____ Information shown
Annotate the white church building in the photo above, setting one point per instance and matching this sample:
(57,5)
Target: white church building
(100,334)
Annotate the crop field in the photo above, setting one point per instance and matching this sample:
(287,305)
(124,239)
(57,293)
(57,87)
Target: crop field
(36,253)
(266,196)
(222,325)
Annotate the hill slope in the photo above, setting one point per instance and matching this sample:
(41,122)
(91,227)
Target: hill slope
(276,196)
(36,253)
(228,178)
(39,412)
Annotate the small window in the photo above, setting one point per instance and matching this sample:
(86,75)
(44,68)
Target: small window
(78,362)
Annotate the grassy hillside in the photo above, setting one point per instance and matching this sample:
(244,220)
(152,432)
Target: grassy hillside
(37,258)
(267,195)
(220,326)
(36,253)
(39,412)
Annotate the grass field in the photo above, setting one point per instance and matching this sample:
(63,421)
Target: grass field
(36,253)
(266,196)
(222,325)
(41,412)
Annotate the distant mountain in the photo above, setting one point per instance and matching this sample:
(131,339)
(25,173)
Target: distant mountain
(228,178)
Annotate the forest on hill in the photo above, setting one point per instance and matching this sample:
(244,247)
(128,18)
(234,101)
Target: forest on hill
________
→ Goal
Print every one of the lines above again, without changing any character.

→ Response
Annotate the white church building in the photo above, setting one point per instance and matching this sample:
(57,5)
Target: white church building
(100,334)
Annotate the crop field in the photo above, setting one point per instance and matching this sample:
(287,305)
(124,239)
(57,293)
(57,87)
Target: crop field
(36,253)
(266,196)
(222,325)
Annotate the hill slope in the photo above, setting one point per instance and matching this sample:
(41,122)
(91,227)
Target: hill slope
(276,196)
(36,253)
(228,178)
(39,412)
Annotate the small window in the photo above, setting one point per instance and matching this sample:
(86,75)
(44,68)
Target: small window
(78,362)
Annotate the grassy hillside in the photo above, setting one point per instance and matching this sample:
(244,220)
(152,432)
Target: grassy hillside
(37,258)
(267,195)
(220,326)
(36,253)
(39,412)
Annotate the grass field in the photo above, setting one point per instance and matching this sample:
(63,421)
Target: grass field
(36,253)
(266,196)
(222,325)
(41,412)
Annotate the distant mountain in the photo above, setting one point per instance and matching this sample:
(131,339)
(25,173)
Target: distant mountain
(228,178)
Annotate the forest on hill in the photo above, setting one point per instance and matching this sample:
(244,247)
(128,18)
(234,101)
Target: forest on hill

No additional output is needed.